Start of Extracted entries

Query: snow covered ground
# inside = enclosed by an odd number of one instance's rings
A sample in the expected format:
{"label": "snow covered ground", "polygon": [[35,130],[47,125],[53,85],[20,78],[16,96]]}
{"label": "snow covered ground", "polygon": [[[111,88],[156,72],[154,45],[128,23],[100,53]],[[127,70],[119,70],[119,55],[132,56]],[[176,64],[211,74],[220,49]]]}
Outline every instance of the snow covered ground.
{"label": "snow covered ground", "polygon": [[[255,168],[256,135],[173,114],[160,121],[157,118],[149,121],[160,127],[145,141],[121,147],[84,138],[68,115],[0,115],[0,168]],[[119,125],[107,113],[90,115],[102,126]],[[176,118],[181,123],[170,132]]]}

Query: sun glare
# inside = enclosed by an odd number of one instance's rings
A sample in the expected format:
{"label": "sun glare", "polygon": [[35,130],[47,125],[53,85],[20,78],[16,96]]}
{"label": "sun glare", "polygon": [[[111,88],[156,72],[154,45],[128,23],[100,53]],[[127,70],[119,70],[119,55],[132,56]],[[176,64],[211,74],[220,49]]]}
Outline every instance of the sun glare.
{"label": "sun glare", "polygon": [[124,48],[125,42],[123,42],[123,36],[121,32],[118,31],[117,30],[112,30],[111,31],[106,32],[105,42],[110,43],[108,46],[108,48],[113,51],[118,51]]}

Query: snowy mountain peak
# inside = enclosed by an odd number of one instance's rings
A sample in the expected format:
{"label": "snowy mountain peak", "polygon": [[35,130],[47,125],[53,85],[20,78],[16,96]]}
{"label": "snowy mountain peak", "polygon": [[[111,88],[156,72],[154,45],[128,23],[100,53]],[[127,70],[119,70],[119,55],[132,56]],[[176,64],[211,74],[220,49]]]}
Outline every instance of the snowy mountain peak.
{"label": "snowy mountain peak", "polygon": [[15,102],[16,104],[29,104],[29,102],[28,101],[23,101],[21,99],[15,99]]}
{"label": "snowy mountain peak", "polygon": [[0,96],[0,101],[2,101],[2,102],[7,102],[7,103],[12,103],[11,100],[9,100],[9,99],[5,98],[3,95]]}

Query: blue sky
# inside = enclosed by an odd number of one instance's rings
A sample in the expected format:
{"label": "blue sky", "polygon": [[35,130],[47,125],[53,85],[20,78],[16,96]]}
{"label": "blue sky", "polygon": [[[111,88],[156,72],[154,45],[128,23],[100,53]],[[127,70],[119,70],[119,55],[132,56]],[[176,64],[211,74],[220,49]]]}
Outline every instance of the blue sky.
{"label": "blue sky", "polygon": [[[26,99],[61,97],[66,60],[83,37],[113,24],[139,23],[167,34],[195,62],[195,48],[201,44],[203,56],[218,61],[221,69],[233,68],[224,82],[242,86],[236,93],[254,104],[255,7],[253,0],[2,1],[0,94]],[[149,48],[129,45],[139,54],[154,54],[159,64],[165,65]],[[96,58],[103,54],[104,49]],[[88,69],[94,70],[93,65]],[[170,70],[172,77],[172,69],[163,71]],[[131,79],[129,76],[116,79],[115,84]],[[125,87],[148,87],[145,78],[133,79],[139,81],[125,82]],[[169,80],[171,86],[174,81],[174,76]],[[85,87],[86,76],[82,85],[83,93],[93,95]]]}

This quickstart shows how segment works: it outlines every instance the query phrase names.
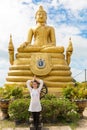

End of Extracted entries

▸ **What is asked**
Render every line of the entries above as a numbered list, omitting blank lines and excluding the pictures.

▸ **The answer**
1. Query: snow covered ground
2. # inside = enclosed by an odd number of one instance's rings
3. A sample in the expected format:
4. {"label": "snow covered ground", "polygon": [[35,130],[47,125],[53,85],[20,78],[16,96]]}
5. {"label": "snow covered ground", "polygon": [[[111,88],[156,72],[154,45],[128,23],[100,53]],[[127,70],[119,70],[119,55],[132,56]],[[176,64],[211,74],[220,49]]]}
6. Outline every instance of the snow covered ground.
7. {"label": "snow covered ground", "polygon": [[[255,168],[256,135],[173,114],[160,121],[157,118],[149,121],[160,127],[145,141],[121,147],[84,138],[68,115],[0,115],[0,168]],[[119,125],[107,113],[90,115],[102,126]],[[176,118],[181,123],[170,132]]]}
8. Query: sun glare
9. # inside = enclosed by an odd number of one instance's rings
10. A sample in the expected format:
11. {"label": "sun glare", "polygon": [[35,130],[47,125],[53,85],[20,78],[16,96]]}
12. {"label": "sun glare", "polygon": [[[111,88],[156,72],[154,45],[128,23],[100,53]],[[127,70],[119,70],[119,55],[132,56]],[[176,64],[211,74],[220,49]]]}
13. Outline every instance of the sun glare.
14. {"label": "sun glare", "polygon": [[124,48],[125,42],[123,42],[123,36],[121,32],[118,31],[117,30],[112,30],[111,31],[106,32],[105,42],[110,43],[108,46],[108,48],[113,51],[118,51]]}
15. Query: snowy mountain peak
16. # inside = enclosed by an odd number of one instance's rings
17. A sample in the expected format:
18. {"label": "snowy mountain peak", "polygon": [[35,130],[47,125],[53,85],[20,78],[16,96]]}
19. {"label": "snowy mountain peak", "polygon": [[[111,88],[156,72],[154,45],[128,23],[100,53]],[[127,70],[119,70],[119,55],[132,56]],[[176,64],[211,74],[220,49]]]}
20. Outline every instance of the snowy mountain peak.
21. {"label": "snowy mountain peak", "polygon": [[15,102],[16,104],[29,104],[29,102],[28,101],[23,101],[21,99],[15,99]]}
22. {"label": "snowy mountain peak", "polygon": [[0,96],[0,101],[2,101],[2,102],[7,102],[7,103],[12,103],[11,100],[9,100],[9,99],[5,98],[3,95]]}
23. Query: blue sky
24. # inside = enclosed by an odd number of one instance's rings
25. A sample in the expected format:
26. {"label": "blue sky", "polygon": [[35,130],[47,125],[53,85],[20,78],[16,96]]}
27. {"label": "blue sky", "polygon": [[[111,88],[156,72],[154,45],[128,23],[100,53]],[[127,70],[119,70],[119,55],[132,56]],[[176,64],[211,74],[220,49]]]}
28. Outline every instance of the blue sky.
29. {"label": "blue sky", "polygon": [[[26,99],[61,97],[66,60],[83,37],[113,24],[139,23],[167,34],[195,62],[195,48],[201,44],[203,56],[218,61],[221,69],[233,68],[224,82],[242,86],[236,93],[254,104],[255,7],[253,0],[2,1],[0,94]],[[149,48],[129,45],[139,54],[154,54],[159,64],[165,65]],[[96,58],[103,54],[104,49]],[[88,69],[94,70],[93,65]],[[170,70],[172,77],[172,69],[163,71]],[[131,79],[129,76],[116,79],[115,84]],[[125,87],[148,87],[145,78],[133,79],[139,81],[125,82]],[[169,80],[171,86],[174,81],[174,76]],[[85,87],[86,76],[82,85],[83,93],[93,95]]]}
30. This quickstart shows how segment works: it outlines every instance the query phrase names.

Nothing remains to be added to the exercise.